Start of Block

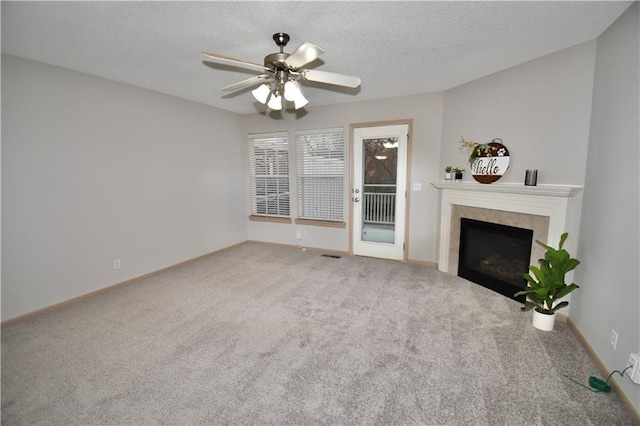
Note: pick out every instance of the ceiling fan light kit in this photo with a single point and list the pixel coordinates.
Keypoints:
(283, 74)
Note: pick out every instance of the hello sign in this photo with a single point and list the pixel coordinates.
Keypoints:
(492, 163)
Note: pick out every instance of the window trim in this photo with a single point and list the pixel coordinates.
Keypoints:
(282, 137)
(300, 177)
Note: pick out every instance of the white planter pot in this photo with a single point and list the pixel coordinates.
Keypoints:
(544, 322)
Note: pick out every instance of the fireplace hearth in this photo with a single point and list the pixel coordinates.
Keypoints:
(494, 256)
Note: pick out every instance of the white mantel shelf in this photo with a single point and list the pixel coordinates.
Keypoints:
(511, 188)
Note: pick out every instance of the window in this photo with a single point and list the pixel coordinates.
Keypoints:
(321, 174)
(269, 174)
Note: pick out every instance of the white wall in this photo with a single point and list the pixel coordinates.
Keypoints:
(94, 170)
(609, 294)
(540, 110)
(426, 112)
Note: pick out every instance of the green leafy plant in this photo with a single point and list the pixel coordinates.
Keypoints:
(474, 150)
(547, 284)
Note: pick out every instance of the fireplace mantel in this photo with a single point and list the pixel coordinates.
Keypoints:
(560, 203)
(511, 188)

End of Block
Start of Block

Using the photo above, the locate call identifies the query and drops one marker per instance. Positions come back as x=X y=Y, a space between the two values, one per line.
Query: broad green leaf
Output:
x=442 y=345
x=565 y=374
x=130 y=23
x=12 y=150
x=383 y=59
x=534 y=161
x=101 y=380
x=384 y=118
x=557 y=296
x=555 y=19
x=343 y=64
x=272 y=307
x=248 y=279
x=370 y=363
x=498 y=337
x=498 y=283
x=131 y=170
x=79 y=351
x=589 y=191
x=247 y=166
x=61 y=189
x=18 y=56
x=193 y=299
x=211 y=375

End of Block
Start of Block

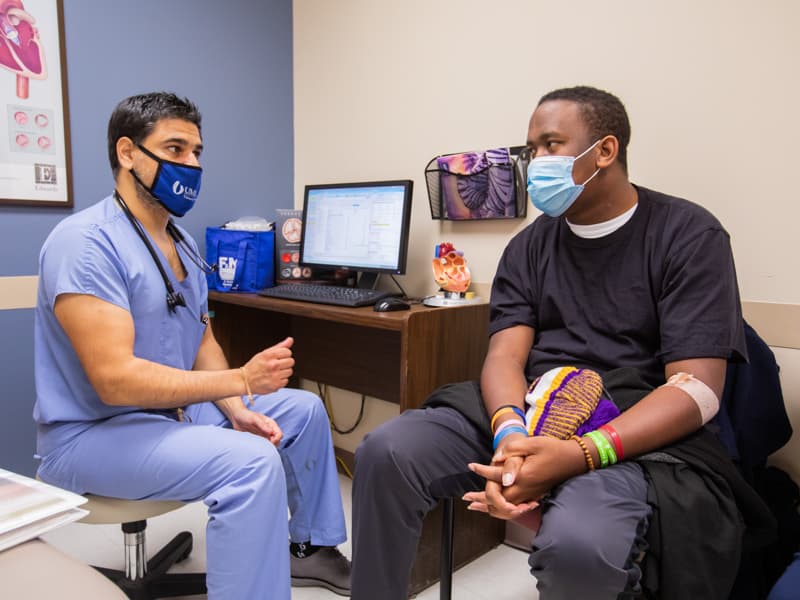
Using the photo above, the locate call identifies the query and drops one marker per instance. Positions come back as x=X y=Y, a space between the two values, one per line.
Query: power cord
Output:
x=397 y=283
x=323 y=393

End of Block

ACTIVITY –
Show every line of the material above in which "green" is present.

COMPLETED EXERCISE –
Note: pick out every instance of the green leafy plant in this photo with a single point and list the pixel coordinates.
Query: broad green leaf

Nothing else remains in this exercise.